__GIVEN TEXT__:
--- Begin ---

By using the notion of F-weak contraction, Wardowski and Van Dung [4] have proved a fixed point theorem which generalizes the result of Wardowski as follows.

### Theorem 1.3

[4]

Let $$(X,d)$$ be a complete metric space and let $$T:X\rightarrow X$$ be an F-weak contraction. If T or F is continuous, then T has a unique fixed point $$x^{*}\in X$$ and for every $$x\in X$$ the sequence $$\{T^{n}x\}_{n\in\mathbb{N}}$$ converges to $$x^{*}$$.

Recently, by adding values $$d(T^{2}x, x)$$, $$d(T^{2}x, T x)$$, $$d(T^{2}x, y)$$, $$d(T^{2}x,T y)$$ to (2), Dung and Hang [1] introduced the notion of a modified generalized F-contraction and proved a fixed point theorem for such maps. They generalized an F-weak contraction to a generalized F-contraction as follows.

### Definition 1.4

Let $$(X,d)$$ be a metric space. A mapping $$T:X\rightarrow X$$ is said to be a generalized F-contraction on $$(X,d)$$ if there exist $$F\in\mathcal{F}$$ and $$\tau>0$$ such that

$$\forall x,y\in X, \quad \bigl[d(Tx, Ty)>0 \Rightarrow \tau+F\bigl(d(Tx,Ty)\bigr) \leq F\bigl(N(x,y)\bigr)\bigr],$$

where

\begin{aligned} N(x,y) =&\max\biggl\{ d(x,y),d(x,Tx),d(y,Ty),\frac{d(x,Ty)+d(y,Tx)}{2}, \\ &\frac{d(T^{2}x,x)+d(T^{2}x,Ty)}{2},d\bigl(T^{2}x,Tx\bigr), d\bigl(T^{2}x,y \bigr),d\bigl(T^{2}x,Ty\bigr) \biggr\} . \end{aligned}

By using the notion of a generalized F-contraction, Dung and Hang have proved the following fixed point theorem, which generalizes the result of Wardowski and Van Dung [4].

### Theorem 1.5

[1]

Let $$(X,d)$$ be a complete metric space and let $$T:X\rightarrow X$$ be a generalized F-contraction. If T or F is continuous, then T has a unique fixed point $$x^{*}\in X$$ and for every $$x\in X$$ the sequence $$\{T^{n}x\}_{n\in\mathbb{N}}$$ converges to $$x^{*}$$.

--- End ---

__GIVEN EXERCISE 1__: In the rows below, identify every line that contains the word "white", and copy each such line. Case counts.

__RAW RECORDS__:

--- Begin ---

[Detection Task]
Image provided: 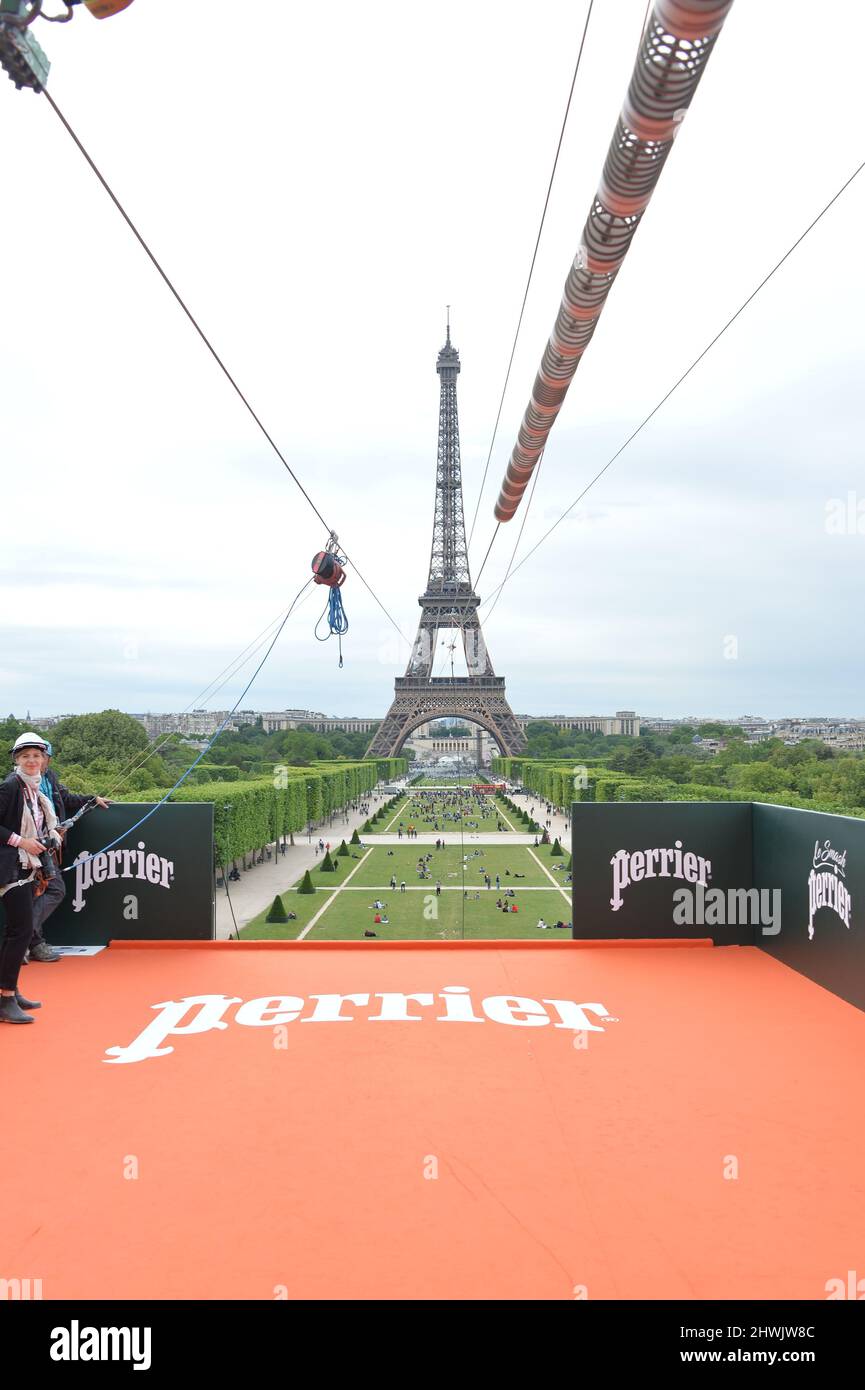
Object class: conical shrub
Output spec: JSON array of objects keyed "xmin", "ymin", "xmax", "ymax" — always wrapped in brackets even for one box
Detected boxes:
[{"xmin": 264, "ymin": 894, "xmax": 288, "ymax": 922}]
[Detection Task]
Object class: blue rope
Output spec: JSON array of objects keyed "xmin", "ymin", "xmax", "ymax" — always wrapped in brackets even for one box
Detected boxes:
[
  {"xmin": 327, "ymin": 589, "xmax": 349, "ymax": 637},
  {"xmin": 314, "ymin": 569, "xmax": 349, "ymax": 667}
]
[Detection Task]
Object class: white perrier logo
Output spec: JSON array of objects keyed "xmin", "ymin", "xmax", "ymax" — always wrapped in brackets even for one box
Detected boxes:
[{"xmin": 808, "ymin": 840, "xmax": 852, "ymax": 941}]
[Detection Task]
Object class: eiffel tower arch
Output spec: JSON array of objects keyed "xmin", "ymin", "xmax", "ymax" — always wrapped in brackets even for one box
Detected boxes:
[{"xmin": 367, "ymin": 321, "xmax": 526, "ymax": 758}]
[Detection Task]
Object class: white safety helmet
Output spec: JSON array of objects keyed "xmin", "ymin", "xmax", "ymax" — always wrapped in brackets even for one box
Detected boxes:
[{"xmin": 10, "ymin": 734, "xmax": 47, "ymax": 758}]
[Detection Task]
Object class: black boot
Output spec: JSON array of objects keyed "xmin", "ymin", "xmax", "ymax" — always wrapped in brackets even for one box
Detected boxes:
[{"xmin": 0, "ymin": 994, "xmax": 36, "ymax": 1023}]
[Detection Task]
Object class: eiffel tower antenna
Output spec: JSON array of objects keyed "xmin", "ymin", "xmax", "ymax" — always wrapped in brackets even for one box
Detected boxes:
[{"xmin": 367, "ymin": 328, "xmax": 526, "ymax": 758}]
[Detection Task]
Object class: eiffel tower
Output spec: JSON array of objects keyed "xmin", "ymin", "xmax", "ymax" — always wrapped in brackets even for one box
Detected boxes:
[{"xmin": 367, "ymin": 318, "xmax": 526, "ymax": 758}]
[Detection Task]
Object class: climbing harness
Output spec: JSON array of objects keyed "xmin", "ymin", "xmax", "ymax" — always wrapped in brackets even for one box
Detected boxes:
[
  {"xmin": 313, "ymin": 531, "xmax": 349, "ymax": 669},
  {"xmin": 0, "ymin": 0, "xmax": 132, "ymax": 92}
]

--- End ---
--- Begin ---

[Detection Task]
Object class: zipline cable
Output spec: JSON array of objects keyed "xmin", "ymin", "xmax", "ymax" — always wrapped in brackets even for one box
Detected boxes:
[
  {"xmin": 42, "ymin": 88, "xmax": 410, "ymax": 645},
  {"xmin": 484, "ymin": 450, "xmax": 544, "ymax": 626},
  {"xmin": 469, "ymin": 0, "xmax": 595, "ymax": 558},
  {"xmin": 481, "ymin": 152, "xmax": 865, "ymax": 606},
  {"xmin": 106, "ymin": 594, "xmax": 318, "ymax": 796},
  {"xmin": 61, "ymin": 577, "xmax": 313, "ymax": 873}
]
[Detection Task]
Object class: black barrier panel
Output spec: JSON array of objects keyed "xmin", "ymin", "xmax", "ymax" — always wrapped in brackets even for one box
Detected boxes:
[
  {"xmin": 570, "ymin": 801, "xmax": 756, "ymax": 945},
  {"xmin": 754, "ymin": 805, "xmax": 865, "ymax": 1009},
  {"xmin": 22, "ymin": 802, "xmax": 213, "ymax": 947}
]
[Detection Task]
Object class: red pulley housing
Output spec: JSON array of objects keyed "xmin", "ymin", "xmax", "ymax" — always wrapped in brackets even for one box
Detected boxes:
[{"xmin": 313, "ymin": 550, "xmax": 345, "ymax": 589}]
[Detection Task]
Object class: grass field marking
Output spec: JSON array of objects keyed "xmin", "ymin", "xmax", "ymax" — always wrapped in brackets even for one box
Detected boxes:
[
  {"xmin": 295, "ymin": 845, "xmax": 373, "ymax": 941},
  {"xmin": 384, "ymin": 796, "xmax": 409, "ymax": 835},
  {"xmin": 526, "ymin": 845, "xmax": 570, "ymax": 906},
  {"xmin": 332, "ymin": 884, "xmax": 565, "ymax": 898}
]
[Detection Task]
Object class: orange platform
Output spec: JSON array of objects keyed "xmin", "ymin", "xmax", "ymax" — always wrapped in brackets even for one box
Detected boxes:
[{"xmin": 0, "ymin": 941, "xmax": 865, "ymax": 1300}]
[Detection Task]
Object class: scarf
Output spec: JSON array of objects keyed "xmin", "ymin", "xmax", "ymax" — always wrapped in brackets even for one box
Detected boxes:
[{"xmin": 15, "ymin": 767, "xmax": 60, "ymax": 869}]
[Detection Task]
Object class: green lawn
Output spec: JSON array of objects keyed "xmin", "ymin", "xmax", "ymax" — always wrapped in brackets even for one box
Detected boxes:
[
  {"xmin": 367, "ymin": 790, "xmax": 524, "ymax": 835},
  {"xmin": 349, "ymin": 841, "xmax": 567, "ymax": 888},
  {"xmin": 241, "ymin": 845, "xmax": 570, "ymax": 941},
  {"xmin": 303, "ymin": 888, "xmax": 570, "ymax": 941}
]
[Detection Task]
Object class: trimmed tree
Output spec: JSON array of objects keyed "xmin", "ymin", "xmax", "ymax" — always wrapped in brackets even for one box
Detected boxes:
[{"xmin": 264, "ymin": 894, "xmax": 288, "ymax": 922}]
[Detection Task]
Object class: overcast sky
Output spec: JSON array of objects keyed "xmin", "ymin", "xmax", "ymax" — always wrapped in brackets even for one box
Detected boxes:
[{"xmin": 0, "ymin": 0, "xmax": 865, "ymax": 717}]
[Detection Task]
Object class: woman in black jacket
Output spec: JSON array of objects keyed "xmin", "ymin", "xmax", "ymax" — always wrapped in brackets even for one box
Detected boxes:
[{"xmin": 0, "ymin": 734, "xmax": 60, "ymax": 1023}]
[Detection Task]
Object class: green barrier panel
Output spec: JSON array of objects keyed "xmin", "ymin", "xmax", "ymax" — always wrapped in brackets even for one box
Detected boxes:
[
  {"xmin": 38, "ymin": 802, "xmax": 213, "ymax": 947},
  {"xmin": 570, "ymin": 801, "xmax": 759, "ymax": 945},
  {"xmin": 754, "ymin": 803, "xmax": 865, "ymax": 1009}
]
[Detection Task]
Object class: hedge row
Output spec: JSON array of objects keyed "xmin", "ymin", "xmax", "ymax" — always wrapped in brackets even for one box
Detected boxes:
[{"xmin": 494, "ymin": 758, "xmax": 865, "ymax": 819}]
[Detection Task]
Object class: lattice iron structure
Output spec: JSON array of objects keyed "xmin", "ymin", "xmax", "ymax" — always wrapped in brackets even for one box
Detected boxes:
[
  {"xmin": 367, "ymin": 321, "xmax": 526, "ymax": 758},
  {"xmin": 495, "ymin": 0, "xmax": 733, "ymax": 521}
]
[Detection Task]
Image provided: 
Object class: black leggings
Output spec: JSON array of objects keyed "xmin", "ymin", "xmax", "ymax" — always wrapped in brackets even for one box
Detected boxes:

--- End ---
--- Begin ---

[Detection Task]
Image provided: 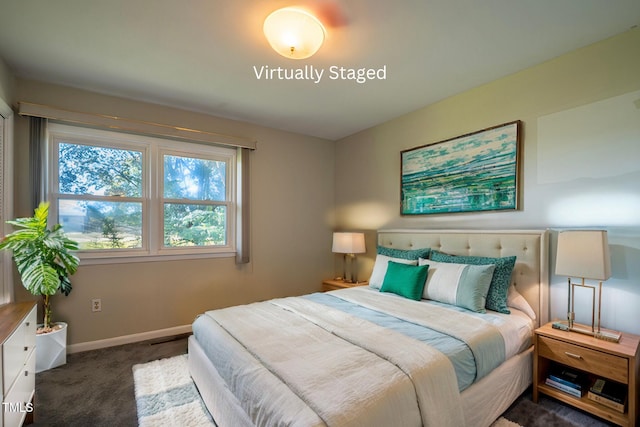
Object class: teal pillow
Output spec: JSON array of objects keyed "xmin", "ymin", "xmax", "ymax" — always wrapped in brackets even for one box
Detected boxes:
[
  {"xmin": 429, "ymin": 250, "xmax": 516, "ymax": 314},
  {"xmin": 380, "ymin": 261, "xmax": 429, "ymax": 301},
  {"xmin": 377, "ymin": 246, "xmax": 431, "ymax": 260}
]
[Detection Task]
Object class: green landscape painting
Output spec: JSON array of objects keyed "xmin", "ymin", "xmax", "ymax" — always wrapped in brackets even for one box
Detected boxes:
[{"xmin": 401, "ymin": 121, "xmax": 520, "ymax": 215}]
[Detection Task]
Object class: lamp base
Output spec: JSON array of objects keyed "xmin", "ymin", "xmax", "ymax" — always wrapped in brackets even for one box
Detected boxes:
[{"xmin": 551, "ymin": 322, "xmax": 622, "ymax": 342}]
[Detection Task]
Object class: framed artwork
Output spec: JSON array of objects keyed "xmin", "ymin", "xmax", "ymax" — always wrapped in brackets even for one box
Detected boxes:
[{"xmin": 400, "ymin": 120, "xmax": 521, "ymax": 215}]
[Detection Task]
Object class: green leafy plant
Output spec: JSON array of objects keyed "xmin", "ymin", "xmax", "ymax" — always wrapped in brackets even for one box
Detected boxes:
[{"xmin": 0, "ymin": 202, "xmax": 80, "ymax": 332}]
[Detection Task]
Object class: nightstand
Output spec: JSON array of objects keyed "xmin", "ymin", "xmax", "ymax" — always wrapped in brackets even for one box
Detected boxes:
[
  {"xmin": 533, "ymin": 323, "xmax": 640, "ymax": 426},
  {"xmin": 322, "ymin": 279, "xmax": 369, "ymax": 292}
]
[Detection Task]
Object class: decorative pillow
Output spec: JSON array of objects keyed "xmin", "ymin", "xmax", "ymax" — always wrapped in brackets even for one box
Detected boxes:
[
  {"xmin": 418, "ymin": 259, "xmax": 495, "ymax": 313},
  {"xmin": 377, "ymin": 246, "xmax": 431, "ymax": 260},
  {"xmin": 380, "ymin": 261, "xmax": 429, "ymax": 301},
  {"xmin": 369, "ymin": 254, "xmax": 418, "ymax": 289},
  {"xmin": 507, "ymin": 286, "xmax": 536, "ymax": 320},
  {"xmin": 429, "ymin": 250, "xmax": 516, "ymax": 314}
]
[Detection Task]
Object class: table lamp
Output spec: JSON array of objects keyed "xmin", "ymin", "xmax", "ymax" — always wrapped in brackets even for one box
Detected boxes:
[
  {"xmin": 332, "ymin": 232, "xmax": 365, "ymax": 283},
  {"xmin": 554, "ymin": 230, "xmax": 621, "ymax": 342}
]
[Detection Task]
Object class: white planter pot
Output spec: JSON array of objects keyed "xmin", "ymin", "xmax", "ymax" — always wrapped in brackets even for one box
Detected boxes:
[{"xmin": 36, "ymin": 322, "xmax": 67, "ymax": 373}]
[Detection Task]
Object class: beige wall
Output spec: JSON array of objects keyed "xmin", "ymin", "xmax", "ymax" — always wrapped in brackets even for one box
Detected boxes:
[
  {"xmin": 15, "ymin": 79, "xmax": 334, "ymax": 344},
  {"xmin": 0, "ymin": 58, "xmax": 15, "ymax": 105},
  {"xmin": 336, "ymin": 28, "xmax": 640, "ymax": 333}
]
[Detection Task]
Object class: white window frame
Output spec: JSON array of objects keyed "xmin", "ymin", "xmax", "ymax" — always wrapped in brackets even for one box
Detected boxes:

--- End ---

__GIVEN EXERCISE 2__: Give again everything from "By using the notion of F-weak" down to "F-contraction as follows." in the fixed point passage above.

__RESPONSE 1__:
Object class: white perrier logo
Object class: white safety helmet
Object class: white planter pot
Object class: white window frame

__RESPONSE 2__:
By using the notion of F-weak contraction, Wardowski and Van Dung [4] have proved a fixed point theorem which generalizes the result of Wardowski as follows.

### Theorem 1.3

[4]

Let $$(X,d)$$ be a complete metric space and let $$T:X\rightarrow X$$ be an F-weak contraction. If T or F is continuous, then T has a unique fixed point $$x^{*}\in X$$ and for every $$x\in X$$ the sequence $$\{T^{n}x\}_{n\in\mathbb{N}}$$ converges to $$x^{*}$$.

Recently, by adding values $$d(T^{2}x, x)$$, $$d(T^{2}x, T x)$$, $$d(T^{2}x, y)$$, $$d(T^{2}x,T y)$$ to (2), Dung and Hang [1] introduced the notion of a modified generalized F-contraction and proved a fixed point theorem for such maps. They generalized an F-weak contraction to a generalized F-contraction as follows.